***** Exercise input

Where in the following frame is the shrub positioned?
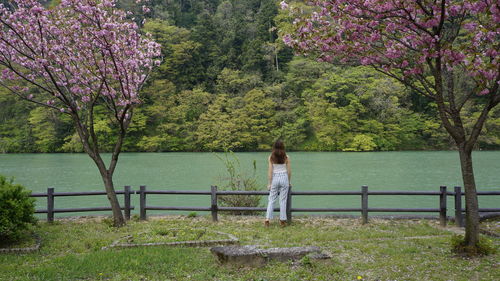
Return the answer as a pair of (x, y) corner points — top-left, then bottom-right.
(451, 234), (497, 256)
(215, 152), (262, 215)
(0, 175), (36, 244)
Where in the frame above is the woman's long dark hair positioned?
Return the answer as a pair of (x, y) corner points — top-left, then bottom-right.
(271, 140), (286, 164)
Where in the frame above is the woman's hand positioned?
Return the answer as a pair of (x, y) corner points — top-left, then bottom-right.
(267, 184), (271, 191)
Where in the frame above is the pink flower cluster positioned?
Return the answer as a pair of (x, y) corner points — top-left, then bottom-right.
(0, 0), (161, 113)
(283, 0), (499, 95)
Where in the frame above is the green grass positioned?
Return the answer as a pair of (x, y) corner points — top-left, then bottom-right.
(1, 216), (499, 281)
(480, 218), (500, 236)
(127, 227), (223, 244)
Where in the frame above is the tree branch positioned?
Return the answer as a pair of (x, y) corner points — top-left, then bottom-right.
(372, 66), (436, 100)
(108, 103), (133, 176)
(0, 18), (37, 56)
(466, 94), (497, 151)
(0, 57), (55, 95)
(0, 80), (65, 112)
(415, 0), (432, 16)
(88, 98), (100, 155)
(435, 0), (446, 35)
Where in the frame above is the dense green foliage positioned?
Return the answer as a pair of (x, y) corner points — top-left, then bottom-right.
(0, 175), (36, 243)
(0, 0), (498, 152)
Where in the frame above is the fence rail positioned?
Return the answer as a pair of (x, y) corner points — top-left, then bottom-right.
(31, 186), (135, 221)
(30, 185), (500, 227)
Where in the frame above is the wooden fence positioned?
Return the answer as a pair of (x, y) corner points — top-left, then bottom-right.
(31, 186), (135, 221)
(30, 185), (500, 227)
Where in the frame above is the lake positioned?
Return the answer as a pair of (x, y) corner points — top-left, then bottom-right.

**********

» **What to produce**
Please output the records above exactly, without the pictures.

» **Exercise output**
Where in the following frame is the shrub positioned?
Return the answer as a pair of (x, y) corner points — top-left, then bottom-right.
(451, 234), (497, 256)
(215, 152), (262, 215)
(0, 175), (36, 244)
Where in the frame above is the woman's long dark hair positioned?
Return the answer as a pair of (x, y) corner points — top-left, then bottom-right.
(271, 140), (286, 164)
Where in the frame above is the woman's hand positioned?
Return the answer as a pair of (x, y) corner points — top-left, then bottom-right.
(267, 184), (271, 191)
Where in the frame above is the pink flower cluster positioned?
Return the answer as a pair of (x, y) corner points — top-left, then bottom-right.
(0, 0), (161, 113)
(283, 0), (499, 95)
Where in the frame above is the green grass positioned?
Return the answer as a pair of (x, y) corner points — top-left, then bottom-right.
(1, 216), (499, 281)
(480, 218), (500, 236)
(127, 227), (223, 244)
Where in the frame above is the tree branch positioned?
Return the answer as a pair of (x, y) corner points — top-left, then bottom-right.
(372, 66), (436, 100)
(108, 103), (133, 176)
(0, 18), (37, 56)
(466, 94), (497, 151)
(0, 57), (55, 95)
(0, 80), (65, 112)
(415, 0), (432, 16)
(88, 98), (100, 155)
(435, 0), (446, 35)
Where in the frame above is the dense green foliage positioned?
Return the answer as a pair of (x, y) corner points — top-left, then bottom-right.
(0, 175), (36, 243)
(0, 0), (498, 152)
Where in the frame above is the fence rail positioned?
Return the answer as a pair of (x, y) corner points — top-left, then bottom-right.
(31, 186), (135, 221)
(30, 185), (500, 227)
Where in the frame above is the wooden fence positioned?
Return the answer as a pair of (x, y) corner points — top-left, then bottom-right.
(31, 186), (135, 221)
(30, 185), (500, 227)
Where in the frame above is the lake positioned?
Return the answer as a pair of (x, y) corner points — top-left, then bottom-right.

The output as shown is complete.